Information supplied below:
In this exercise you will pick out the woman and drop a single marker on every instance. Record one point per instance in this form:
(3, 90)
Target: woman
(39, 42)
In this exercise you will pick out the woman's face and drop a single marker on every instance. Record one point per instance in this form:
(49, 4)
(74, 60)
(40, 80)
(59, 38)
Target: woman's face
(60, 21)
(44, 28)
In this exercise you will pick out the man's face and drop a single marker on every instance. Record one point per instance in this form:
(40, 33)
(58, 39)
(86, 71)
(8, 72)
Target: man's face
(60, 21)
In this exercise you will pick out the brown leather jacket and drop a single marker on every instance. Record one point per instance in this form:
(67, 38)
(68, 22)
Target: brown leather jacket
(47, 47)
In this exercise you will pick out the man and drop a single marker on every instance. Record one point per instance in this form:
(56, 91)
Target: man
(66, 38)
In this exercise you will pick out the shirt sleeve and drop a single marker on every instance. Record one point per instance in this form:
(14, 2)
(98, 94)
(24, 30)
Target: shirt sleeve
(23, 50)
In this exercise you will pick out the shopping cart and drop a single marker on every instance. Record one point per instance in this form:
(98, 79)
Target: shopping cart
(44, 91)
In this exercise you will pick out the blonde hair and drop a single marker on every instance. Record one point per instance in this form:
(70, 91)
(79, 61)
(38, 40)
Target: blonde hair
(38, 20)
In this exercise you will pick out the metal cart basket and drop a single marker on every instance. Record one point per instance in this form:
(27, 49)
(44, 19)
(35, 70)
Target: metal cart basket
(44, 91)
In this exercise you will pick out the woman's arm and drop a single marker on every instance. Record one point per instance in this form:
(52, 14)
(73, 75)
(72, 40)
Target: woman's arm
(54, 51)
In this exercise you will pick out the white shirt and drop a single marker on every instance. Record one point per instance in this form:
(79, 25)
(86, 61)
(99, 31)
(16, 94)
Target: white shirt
End of Information supplied.
▶ _What to work on_:
Check the data for the word "white" and pull out the lines that have it.

▶ _The answer_:
In this exercise you will pick out the white shirt and drop a single marker on every instance. Record one point per instance in this form:
Target: white shirt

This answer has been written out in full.